**SOURCE**
========================================
I never meant to imply that the elevated features were necessary for the
reasons mentioned, but it's _why_ it happens. In general, a company publishing
a game isn't going to put it's top engineers on writing the installer. Those
engineers will be fixing engine bugs or perf upgrades or have moved on to the
next project by the time that point comes around, so chances are the
installers are written by not necessarily the best people for it, which
exacerbates the issue.

Finally, it doesn't help that gamers are conditioned to granting admin
priveleges to their games and installers.

[0]
[https://blogs.msdn.microsoft.com/patricka/2010/03/18/where-s...](https://blogs.msdn.microsoft.com/patricka/2010/03/18/where-
should-i-store-my-data-and-configuration-files-if-i-target-multiple-os-
versions/)

------
the_af
Regardless of whether my own experience agrees with the author (some of the
games he had trouble with I could run more or less trouble-free), I definitely
approve independent reviews of playability/ease of installation.
========================================
**PROVIDED MATERIAL**
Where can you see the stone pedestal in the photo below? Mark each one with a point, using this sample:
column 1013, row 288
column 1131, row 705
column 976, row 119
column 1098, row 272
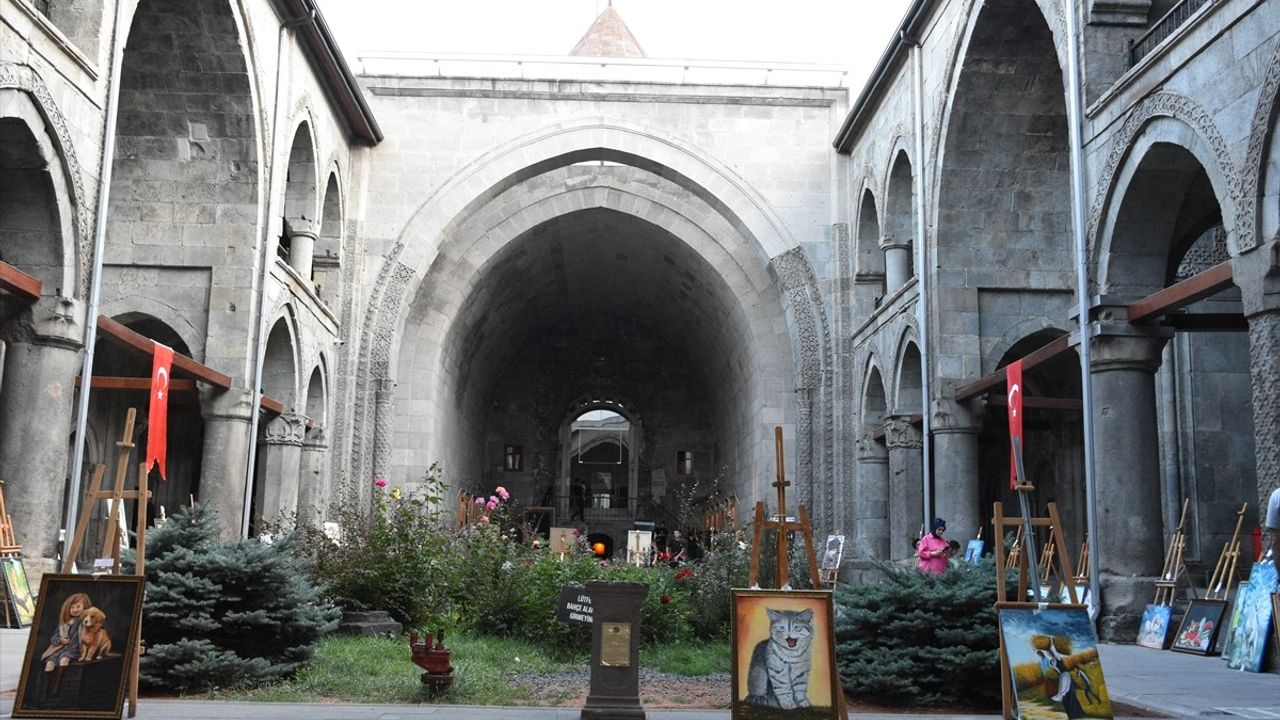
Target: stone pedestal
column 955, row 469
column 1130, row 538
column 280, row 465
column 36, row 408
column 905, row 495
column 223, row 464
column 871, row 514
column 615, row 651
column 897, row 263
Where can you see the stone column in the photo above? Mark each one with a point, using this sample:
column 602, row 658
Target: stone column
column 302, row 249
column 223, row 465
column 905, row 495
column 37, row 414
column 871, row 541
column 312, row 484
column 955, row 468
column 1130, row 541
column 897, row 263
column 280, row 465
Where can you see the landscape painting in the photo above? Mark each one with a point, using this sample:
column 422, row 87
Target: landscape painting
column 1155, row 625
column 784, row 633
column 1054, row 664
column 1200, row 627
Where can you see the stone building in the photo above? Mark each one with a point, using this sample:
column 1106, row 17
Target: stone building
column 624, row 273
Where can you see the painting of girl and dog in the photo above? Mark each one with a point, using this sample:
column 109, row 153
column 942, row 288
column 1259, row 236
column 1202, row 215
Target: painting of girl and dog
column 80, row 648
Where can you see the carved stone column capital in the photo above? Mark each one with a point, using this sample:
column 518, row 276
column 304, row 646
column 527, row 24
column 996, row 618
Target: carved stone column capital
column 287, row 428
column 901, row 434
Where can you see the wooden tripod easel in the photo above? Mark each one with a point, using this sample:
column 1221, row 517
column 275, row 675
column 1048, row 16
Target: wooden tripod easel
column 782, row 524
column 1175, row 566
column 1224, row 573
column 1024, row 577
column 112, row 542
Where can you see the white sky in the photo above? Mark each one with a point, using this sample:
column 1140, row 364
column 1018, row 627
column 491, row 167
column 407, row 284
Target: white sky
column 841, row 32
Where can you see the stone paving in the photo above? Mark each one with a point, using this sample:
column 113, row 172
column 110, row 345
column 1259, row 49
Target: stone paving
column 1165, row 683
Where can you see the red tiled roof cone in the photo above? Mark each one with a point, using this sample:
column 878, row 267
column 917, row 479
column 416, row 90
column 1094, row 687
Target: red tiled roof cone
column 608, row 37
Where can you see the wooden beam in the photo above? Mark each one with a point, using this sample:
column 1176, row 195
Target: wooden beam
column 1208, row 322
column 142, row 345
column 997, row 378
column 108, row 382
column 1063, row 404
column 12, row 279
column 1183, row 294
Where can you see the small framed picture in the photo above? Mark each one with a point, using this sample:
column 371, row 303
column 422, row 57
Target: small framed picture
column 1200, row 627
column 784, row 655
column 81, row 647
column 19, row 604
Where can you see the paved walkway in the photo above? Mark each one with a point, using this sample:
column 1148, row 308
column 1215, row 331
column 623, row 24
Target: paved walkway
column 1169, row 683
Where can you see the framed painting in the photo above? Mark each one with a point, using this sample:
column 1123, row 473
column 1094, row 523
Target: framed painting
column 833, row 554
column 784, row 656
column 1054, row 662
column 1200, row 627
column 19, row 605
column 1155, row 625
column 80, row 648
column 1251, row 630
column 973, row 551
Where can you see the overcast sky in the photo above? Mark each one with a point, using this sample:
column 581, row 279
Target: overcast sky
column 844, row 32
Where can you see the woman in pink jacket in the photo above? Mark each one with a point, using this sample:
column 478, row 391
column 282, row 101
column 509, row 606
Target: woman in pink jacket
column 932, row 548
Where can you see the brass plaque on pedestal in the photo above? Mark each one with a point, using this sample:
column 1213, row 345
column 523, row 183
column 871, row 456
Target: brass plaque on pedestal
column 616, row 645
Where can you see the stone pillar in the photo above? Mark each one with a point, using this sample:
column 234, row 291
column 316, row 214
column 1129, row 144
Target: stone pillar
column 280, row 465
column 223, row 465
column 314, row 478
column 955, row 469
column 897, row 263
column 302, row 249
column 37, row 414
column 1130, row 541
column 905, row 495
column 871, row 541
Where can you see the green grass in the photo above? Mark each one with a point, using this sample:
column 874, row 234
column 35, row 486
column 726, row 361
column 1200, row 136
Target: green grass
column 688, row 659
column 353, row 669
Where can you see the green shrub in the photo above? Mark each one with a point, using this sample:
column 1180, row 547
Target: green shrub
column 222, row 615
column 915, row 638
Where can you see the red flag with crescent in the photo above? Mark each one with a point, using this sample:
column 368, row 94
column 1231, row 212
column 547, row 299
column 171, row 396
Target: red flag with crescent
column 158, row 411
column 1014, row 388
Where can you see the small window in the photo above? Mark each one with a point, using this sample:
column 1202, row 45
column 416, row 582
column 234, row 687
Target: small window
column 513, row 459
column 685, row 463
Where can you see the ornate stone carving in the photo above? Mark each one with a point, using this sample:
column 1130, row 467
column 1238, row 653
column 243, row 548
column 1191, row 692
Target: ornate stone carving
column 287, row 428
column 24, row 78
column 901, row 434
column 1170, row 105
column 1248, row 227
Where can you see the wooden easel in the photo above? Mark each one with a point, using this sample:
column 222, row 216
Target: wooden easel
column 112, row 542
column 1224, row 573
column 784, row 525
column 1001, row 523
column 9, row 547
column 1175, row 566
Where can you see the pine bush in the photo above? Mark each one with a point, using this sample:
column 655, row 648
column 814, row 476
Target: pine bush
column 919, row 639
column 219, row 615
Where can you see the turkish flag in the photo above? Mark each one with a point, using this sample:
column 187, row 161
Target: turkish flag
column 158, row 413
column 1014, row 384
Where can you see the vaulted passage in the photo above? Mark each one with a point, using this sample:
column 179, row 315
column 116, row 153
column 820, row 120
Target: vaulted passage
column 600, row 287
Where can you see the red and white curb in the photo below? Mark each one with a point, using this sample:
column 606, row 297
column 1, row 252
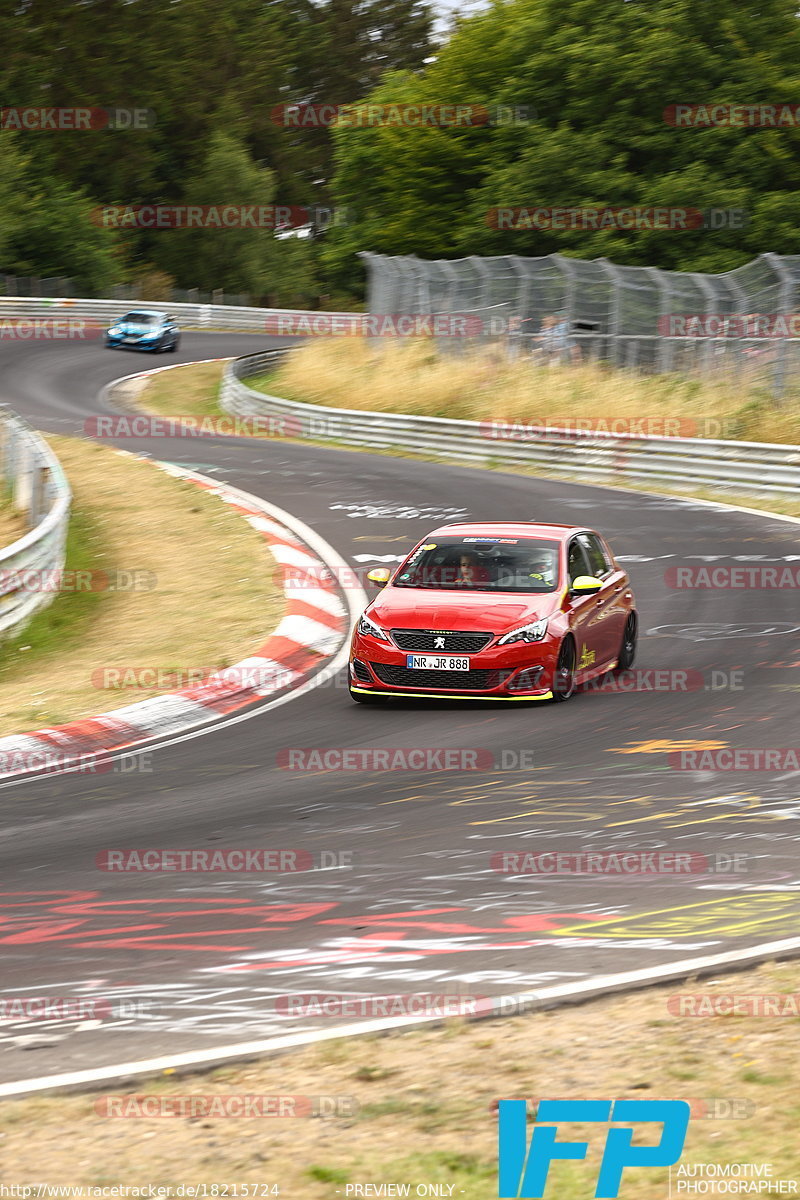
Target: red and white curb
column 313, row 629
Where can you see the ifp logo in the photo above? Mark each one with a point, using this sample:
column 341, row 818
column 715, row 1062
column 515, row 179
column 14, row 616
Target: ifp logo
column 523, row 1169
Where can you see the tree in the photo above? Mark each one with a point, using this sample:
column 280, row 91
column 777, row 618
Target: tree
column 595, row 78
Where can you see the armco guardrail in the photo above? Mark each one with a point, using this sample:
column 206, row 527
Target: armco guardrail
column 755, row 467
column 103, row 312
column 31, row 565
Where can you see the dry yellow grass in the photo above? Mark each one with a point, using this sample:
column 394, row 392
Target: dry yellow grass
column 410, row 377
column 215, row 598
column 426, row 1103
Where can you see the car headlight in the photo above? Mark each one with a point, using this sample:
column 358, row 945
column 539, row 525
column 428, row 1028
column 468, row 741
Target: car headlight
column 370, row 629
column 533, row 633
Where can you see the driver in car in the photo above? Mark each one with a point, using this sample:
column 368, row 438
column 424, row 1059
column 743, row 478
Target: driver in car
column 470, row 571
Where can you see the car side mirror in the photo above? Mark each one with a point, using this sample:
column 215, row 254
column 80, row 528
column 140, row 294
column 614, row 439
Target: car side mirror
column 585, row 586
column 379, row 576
========================================
**TASK STATEMENT**
Copy out the forum comments above about game installers and admin privileges, word for word and in full.

**WRITTEN SOLUTION**
I never meant to imply that the elevated features were necessary for the
reasons mentioned, but it's _why_ it happens. In general, a company publishing
a game isn't going to put it's top engineers on writing the installer. Those
engineers will be fixing engine bugs or perf upgrades or have moved on to the
next project by the time that point comes around, so chances are the
installers are written by not necessarily the best people for it, which
exacerbates the issue.

Finally, it doesn't help that gamers are conditioned to granting admin
priveleges to their games and installers.

[0]
[https://blogs.msdn.microsoft.com/patricka/2010/03/18/where-s...](https://blogs.msdn.microsoft.com/patricka/2010/03/18/where-
should-i-store-my-data-and-configuration-files-if-i-target-multiple-os-
versions/)

------
the_af
Regardless of whether my own experience agrees with the author (some of the
games he had trouble with I could run more or less trouble-free), I definitely
approve independent reviews of playability/ease of installation.